-------- Document extract

Many people are under the incorrect impression that all standardized tests consist of items that have predetermined responses presented in a multiple-choice format. While it is true that many standardized tests conform to a multiple-choice format, by no means is multiple-choice a prerequisite characteristic. It so happens that a multiple-choice format provides the test producer with an “objective” means for determining correct and incorrect responses, and therefore is the preferred mode for large-scale tests. However, standards are equally involved in certain human –scored tests of oral production and writing, such as the Test of Spoken English (TSE^®) and the Test of Written English (TWE^®), both produced by ETS.

B. The Advantages and Disadvantages of Standardized Tests

Advantages of standardized testing include, foremost, a ready-made previously validated product that frees the teacher from having to spend hours creating a test. Administration to large groups can be accomplished within reasonable time limits. In the case of multiple-choice formats, scoring procedures are streamlined (for either scannable computerized scoring or hand-scoring with a hole-punched grid) for fast turnaround time. And, for better or for worse, there is often an air of face validity to such authoritative-looking instruments.

----------------

• _Exercise task A_
According to the standardized testing text, which organization produces both the Test of Spoken English and the Test of Written English?
• _Exercise task B_
Return everything in the standardized testing text from "B. The Advantages" down to "such authoritative-looking instruments.".
• _Exercise task C_
Extend the standardized testing text past its last sentence.

-------- Dataset entries

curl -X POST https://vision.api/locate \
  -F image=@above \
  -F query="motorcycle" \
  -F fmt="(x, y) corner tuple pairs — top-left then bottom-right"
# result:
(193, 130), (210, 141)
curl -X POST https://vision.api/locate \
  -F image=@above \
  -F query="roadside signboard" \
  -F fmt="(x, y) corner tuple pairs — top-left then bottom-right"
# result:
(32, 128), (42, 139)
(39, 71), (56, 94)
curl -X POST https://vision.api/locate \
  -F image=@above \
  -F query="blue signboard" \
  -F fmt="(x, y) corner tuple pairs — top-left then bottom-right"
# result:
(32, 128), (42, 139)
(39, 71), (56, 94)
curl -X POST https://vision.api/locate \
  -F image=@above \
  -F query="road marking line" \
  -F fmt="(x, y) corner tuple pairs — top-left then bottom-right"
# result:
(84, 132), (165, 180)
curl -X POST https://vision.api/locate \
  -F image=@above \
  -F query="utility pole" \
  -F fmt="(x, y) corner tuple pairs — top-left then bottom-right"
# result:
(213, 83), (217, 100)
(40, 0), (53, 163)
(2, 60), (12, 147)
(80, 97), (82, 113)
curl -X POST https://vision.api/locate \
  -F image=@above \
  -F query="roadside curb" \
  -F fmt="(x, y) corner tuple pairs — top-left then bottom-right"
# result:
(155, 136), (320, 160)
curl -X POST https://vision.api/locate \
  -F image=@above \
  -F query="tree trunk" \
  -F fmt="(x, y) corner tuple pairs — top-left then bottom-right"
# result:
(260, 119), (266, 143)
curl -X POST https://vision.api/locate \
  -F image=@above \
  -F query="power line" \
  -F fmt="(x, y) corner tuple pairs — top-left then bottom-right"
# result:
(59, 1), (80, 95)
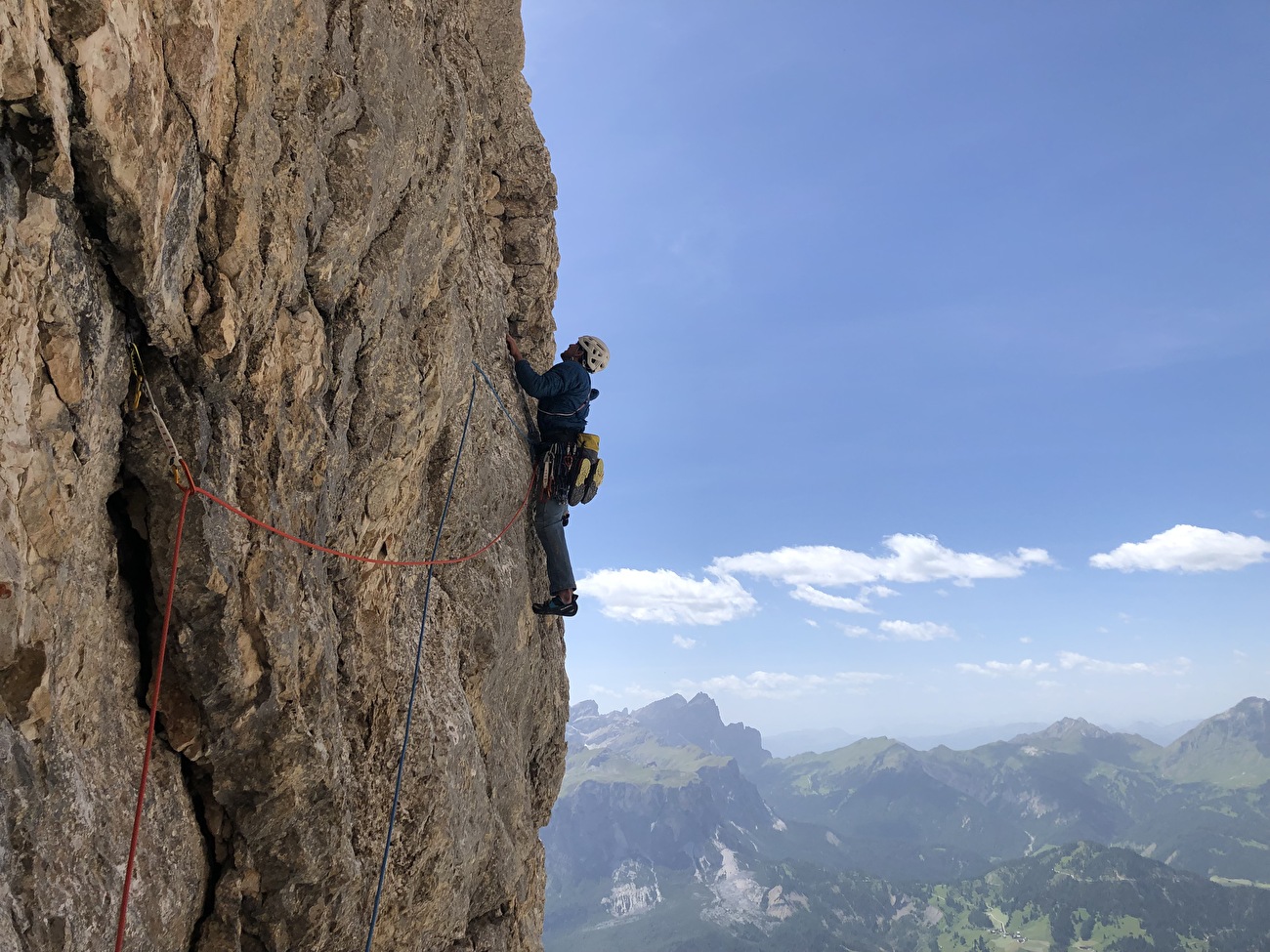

----------------

• _Final result A_
ETS

• _Final result B_
B. The Advantages and Disadvantages of Standardized Tests

Advantages of standardized testing include, foremost, a ready-made previously validated product that frees the teacher from having to spend hours creating a test. Administration to large groups can be accomplished within reasonable time limits. In the case of multiple-choice formats, scoring procedures are streamlined (for either scannable computerized scoring or hand-scoring with a hole-punched grid) for fast turnaround time. And, for better or for worse, there is often an air of face validity to such authoritative-looking instruments.

• _Final result C_
Disadvantages centre largely on the inappropriate use of such tests, for example, using an overall proficiency test as an achievement test simply because of the convenience of the standardization. A colleague told me about a course director who, after a frantic search for a last-minute placement test, administered a multiple-choice grammar achievement test, even though the curriculum was mostly listening and speaking and involved few of the grammar points tested. This instrument had the appearance and face validity of a good test when in reality it had no content validity whatsoever.

Another disadvantage is the potential misunderstanding of the difference between direct and indirect testing (see Chapter 2). Some standardized tests include tasks that do not directly specify performance in the target objective. For example, before 1996, the TOEFL included neither the written nor an oral production section, yet statistics showed a reasonablystrong correspondence between performance on the TOEFL and a student’s written and-to a lesser extent – oral production. The comprehension-based TOEFL could therefore be claimed to be an indirect test of production. A test of reading comprehension that proposes to measure ability to read extensively and that engages test-takers in reading only short one-or two-paragraph passages is an indirect measure of extensive reading.

Those who use standardized tests need to acknowledge both the advantages and limitations of indirect testing. In the pre-1996 TOEFL administrations, the expense of giving a direct test of production was considerably reduced by offering only comprehension performance and showing through construct validation the appropriateness of conclusions about a test-taker’s production competence. Likewise, short reading passages are easier to administer, and if research validates the assumption that short reading passages indicate extensive reading ability, then the use of the shorter passages is justified. Yet the construct validation statistics that offer that support never offer a 100 percent probability of the relationship, living room for some possibility that the indirect test is not valid for its targeted use.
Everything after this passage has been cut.